SB 357, the Safer Streets for All Act co-authored by Wiener and Assemblyman Ash Kalra (D-San Jose), passed out of the Senate June 1 and is now to be taken up by the Assembly. It would repeal California Penal Code Section 653.22, the law that criminalizes loitering for the intent to engage in sex work.

It would also allow those convicted of loitering with the intent to commit prostitution, particularly the Black women and transgender individuals often targeted under the law, to seal their records. A similar bill became law in the state of New York this year.

"Sex workers are workers, and they deserve respect and safety," stated Wiener. "We must work toward a future where people — especially the most marginalized — aren't criminalized because of who they are and what they look like. Anti-sex workers loitering laws are deeply pernicious, and they need to be repealed. I'm so grateful to my colleagues for understanding why this SB 357 is so necessary."

Senator Lena A. Gonzalez's (D-Long Beach) SB 283, aimed at strengthening the Equal Insurance HIV Act of 2020, is now before the Assembly. It would impose a prohibition as of January 1, 2023 on a life or disability insurance insurer from considering an applicant's occupation in determining whether to require an HIV test and clarifies that limiting benefits payable for a loss caused or contributed to by HIV is allowed if it was part of the original underwriting risk. It also clarifies that the misdemeanor for willful, negligent, or malicious disclosure of HIV test results to a third party is punishable by imprisonment for a period not to exceed 364 days.

Two other bills concern older LGBTQ adults, such as Laird's SB 258, which aims to include older people with HIV as part of the population of "greatest social need" when it comes to programs and services administered by the California Department of Aging. It is awaiting a vote before the Assembly Aging and Long-Term Care Committee.

The other bill is AB 465 by Assemblyman Adrin Nazarian (D-Van Nuys), which would require that professional fiduciaries receive LGBTQ+ cultural competency and sensitivity training during their education and licensing process. Private professional fiduciaries provide critical services to older adults and people with disabilities, from managing their clients' daily care, housing, and medical needs to ensuring their bills are paid and managing their investments. It is to be taken up Monday, June 7, by the Senate Committee on Business, Professions and Economic Development.

Also waiting to be taken up by state Senators is AB 1041, authored by Assemblywoman Buffy Wicks (D-Oakland), that would expand the definition of "family member" for purposes of family and sick leave to allow covered workers to take time off to care for someone designated by the employee at the time of the request. It takes into account LGBTQ people's chosen family members who aren't biologically or legally related and other household units that don't abide by a "nuclear family" model so that such individuals can get time off to provide health care and other assistance to their loved ones.

Equality California Executive Director-designate Tony Hoang praised lawmakers in both the Assembly and Senate for helping to advance most of the legislation that the LGBTQ statewide advocacy organization is co-sponsoring this year.

"Each and every one of these bills represents a giant leap of progress for our LGBTQ+ community — specifically trans and nonbinary folks, chosen families, people struggling with addiction and sex workers," stated Hoang.

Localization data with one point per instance
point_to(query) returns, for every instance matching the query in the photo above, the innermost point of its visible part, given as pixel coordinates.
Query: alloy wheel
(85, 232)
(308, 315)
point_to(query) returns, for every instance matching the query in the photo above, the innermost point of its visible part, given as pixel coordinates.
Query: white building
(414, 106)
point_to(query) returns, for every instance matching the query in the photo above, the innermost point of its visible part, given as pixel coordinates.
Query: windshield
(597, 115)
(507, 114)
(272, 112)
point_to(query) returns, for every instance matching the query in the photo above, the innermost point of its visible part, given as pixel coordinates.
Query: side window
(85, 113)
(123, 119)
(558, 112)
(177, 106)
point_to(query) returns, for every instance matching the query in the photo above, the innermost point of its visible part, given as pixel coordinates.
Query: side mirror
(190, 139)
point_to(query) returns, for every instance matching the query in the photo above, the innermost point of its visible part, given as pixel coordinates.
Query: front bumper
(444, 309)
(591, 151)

--- Work to be completed ---
Output, word for word, the stretch of the California bills excerpt from "It would also" through "York this year.". The material is not needed for anything here.

--- Response ---
It would also allow those convicted of loitering with the intent to commit prostitution, particularly the Black women and transgender individuals often targeted under the law, to seal their records. A similar bill became law in the state of New York this year.